== DIRECTIVE ==
Set down exactly the lines that run from the line with "Consider the photo above. For each instance of the shrub, where" to the end of the data, and nothing else.

Named object pointing entries:
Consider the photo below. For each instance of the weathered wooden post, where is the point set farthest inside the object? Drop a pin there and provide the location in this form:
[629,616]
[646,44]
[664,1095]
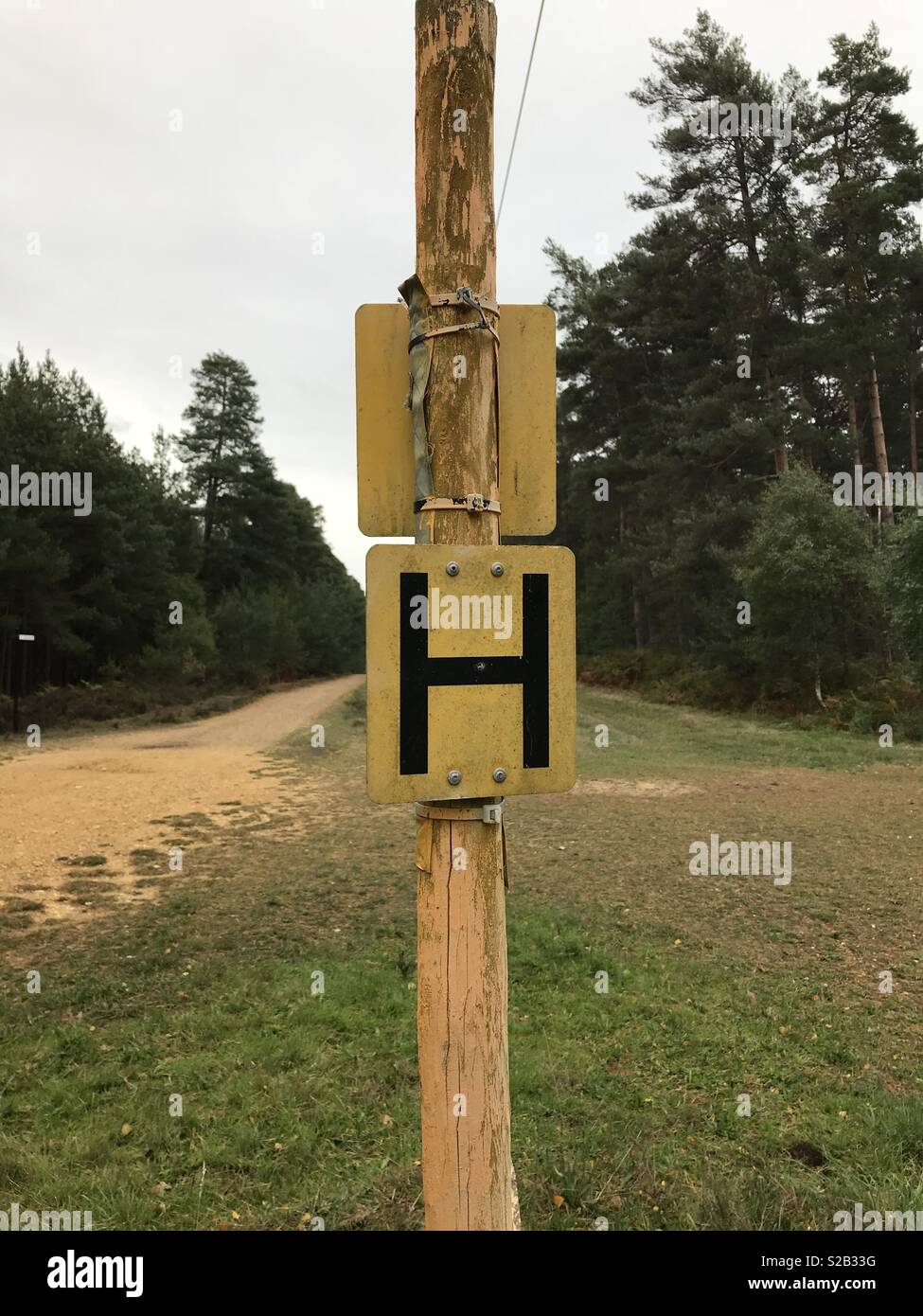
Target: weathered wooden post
[470,651]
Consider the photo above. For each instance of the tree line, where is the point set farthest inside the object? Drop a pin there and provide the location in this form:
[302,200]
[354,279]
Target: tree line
[757,336]
[196,567]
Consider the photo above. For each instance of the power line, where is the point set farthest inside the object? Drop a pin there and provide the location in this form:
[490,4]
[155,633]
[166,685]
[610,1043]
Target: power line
[519,116]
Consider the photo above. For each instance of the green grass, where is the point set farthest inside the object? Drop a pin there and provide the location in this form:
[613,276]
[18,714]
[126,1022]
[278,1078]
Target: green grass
[298,1106]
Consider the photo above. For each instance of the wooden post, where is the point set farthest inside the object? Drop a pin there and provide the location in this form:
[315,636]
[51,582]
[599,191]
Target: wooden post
[461,915]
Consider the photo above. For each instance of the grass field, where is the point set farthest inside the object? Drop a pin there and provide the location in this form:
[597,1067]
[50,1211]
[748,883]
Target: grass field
[624,1103]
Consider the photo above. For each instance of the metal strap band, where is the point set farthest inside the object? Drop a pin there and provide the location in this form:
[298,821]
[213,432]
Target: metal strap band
[468,503]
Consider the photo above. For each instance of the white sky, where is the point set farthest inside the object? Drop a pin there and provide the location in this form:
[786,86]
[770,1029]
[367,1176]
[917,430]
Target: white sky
[298,118]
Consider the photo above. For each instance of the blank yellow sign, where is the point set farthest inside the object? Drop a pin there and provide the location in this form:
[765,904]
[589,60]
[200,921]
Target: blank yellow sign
[384,448]
[471,672]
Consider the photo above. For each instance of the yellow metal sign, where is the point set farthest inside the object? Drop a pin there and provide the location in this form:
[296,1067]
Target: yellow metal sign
[471,671]
[527,395]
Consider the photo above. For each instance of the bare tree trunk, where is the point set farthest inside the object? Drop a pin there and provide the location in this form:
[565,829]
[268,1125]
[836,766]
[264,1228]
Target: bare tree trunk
[879,441]
[781,453]
[913,422]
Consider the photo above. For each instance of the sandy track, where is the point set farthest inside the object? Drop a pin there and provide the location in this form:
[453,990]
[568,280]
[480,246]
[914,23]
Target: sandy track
[99,793]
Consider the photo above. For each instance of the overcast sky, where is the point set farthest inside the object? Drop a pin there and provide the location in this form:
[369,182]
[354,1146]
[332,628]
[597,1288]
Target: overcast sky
[296,118]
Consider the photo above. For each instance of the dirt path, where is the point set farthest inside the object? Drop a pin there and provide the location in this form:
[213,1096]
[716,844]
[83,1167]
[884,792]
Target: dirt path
[100,793]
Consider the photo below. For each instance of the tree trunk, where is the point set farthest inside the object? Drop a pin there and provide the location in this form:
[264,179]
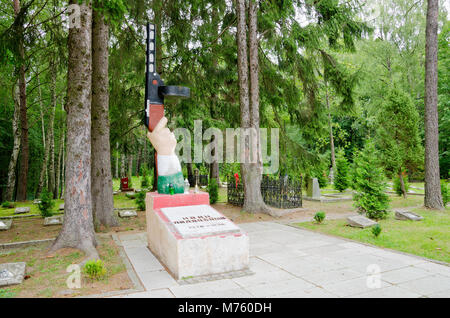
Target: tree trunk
[102,195]
[433,197]
[51,131]
[63,170]
[130,167]
[24,153]
[122,166]
[249,102]
[138,161]
[59,163]
[402,183]
[333,155]
[43,176]
[116,156]
[190,173]
[11,183]
[78,227]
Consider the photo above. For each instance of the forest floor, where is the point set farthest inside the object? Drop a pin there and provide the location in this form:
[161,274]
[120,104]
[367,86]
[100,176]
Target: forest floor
[46,275]
[52,269]
[428,238]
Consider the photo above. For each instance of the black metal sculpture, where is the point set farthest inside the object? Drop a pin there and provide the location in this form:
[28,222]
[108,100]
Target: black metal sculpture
[155,90]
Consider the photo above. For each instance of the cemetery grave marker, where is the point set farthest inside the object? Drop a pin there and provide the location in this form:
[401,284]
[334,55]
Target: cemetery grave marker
[5,225]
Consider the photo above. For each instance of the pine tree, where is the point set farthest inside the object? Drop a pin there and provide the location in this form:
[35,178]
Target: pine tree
[370,197]
[398,137]
[342,180]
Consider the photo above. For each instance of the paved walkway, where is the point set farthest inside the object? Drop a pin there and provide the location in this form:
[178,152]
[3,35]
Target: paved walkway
[290,262]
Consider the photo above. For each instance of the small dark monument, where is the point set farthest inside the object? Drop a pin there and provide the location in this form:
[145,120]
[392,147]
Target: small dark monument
[124,185]
[12,273]
[155,90]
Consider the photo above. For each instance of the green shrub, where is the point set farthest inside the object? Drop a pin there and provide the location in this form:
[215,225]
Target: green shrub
[370,197]
[341,180]
[46,204]
[145,181]
[398,186]
[140,200]
[445,193]
[213,189]
[376,230]
[8,205]
[94,269]
[319,216]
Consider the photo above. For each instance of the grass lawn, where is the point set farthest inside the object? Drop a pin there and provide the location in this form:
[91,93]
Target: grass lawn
[46,274]
[33,208]
[428,238]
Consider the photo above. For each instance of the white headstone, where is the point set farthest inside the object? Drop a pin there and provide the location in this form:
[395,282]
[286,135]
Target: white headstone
[360,221]
[12,273]
[198,220]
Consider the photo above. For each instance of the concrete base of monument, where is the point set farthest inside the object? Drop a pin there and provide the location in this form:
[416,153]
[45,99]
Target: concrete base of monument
[191,238]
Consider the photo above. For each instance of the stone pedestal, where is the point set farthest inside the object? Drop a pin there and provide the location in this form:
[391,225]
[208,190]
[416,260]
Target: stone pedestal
[191,238]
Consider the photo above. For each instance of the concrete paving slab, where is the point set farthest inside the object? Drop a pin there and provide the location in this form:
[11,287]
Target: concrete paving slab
[406,274]
[292,262]
[389,292]
[427,285]
[156,279]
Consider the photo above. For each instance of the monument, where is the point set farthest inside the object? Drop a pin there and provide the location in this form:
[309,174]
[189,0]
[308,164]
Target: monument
[187,235]
[407,215]
[124,185]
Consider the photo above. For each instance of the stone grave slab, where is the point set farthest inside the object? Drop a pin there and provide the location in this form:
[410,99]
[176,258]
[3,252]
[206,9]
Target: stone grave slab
[127,214]
[198,220]
[12,273]
[54,220]
[360,221]
[22,210]
[5,225]
[191,238]
[407,215]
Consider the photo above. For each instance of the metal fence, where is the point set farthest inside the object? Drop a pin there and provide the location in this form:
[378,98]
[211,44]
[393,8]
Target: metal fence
[283,193]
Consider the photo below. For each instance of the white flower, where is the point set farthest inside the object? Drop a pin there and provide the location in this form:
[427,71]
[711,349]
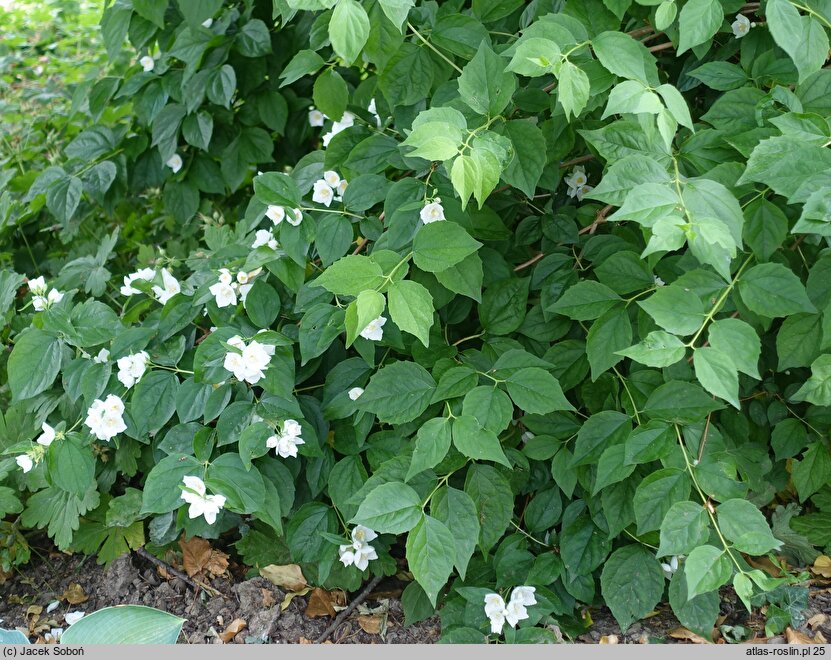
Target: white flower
[225,276]
[73,617]
[316,118]
[201,504]
[432,212]
[174,163]
[331,178]
[171,287]
[47,437]
[275,213]
[38,286]
[670,567]
[104,418]
[25,462]
[146,274]
[374,331]
[323,193]
[295,217]
[360,552]
[131,368]
[264,237]
[577,183]
[224,294]
[741,26]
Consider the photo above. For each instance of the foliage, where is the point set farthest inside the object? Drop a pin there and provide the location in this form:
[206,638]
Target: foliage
[567,320]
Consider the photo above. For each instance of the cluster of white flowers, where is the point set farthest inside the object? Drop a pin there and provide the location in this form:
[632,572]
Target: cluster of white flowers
[226,289]
[375,330]
[577,183]
[104,418]
[42,300]
[498,612]
[131,368]
[265,238]
[163,293]
[278,213]
[433,211]
[201,504]
[248,362]
[328,189]
[289,439]
[175,163]
[359,552]
[741,26]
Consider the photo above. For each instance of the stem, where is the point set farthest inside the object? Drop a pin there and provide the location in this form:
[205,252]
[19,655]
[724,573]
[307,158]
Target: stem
[432,47]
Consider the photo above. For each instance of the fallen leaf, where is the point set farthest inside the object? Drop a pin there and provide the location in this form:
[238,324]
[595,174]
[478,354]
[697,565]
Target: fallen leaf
[289,576]
[322,602]
[371,623]
[822,566]
[290,597]
[75,594]
[683,633]
[795,637]
[236,626]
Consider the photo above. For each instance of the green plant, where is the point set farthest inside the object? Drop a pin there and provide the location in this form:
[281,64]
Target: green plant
[524,341]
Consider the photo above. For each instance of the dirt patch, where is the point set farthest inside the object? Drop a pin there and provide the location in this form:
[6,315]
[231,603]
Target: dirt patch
[132,580]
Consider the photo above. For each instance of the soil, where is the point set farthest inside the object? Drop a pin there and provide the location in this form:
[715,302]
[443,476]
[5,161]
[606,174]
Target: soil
[133,580]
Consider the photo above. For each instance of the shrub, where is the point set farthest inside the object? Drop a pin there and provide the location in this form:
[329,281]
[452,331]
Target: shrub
[498,300]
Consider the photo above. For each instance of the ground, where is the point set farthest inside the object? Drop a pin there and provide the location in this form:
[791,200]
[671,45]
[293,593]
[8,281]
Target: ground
[131,579]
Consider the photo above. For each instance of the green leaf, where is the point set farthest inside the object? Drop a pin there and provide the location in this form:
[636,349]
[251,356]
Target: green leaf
[431,446]
[632,583]
[34,363]
[684,528]
[125,624]
[773,290]
[391,508]
[411,309]
[675,309]
[348,29]
[802,37]
[626,57]
[717,374]
[698,22]
[476,442]
[658,349]
[537,391]
[398,393]
[743,524]
[706,569]
[440,245]
[458,512]
[430,555]
[484,84]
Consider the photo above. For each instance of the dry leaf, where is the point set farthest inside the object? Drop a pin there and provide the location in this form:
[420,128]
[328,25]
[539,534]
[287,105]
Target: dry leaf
[795,637]
[683,633]
[289,576]
[371,623]
[236,626]
[75,594]
[322,602]
[822,566]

== EXERCISE RESPONSE ==
Consider the photo above. For each instance of the shrub, where is the point set farthest inside the object? Drop a pin there and provide the location in this form:
[329,281]
[452,331]
Target: shrub
[498,300]
Consider the photo above. For each instance of the ground, where is the point set farthest inside the object? Drop a pin there and provide the location in this form:
[791,200]
[671,45]
[293,593]
[8,281]
Target: ground
[131,579]
Consider the photo above. For each instance of the green leaf, where is the point set farthest inside the object? Drop a pin there and provide the location in this form:
[636,349]
[251,356]
Target: green leaf
[431,446]
[632,583]
[34,363]
[684,528]
[125,624]
[773,290]
[391,508]
[411,309]
[675,309]
[348,29]
[802,37]
[626,57]
[717,374]
[698,22]
[476,442]
[658,349]
[537,391]
[398,393]
[743,524]
[706,569]
[440,245]
[458,512]
[430,555]
[484,84]
Consider the photo above. For each instance of the dry leaf, where is the point set farthest inside the object? Drop a pin there and provide the location in this form:
[420,128]
[328,25]
[539,534]
[287,105]
Target: dry leaf
[795,637]
[683,633]
[289,576]
[371,623]
[236,626]
[75,594]
[322,602]
[822,566]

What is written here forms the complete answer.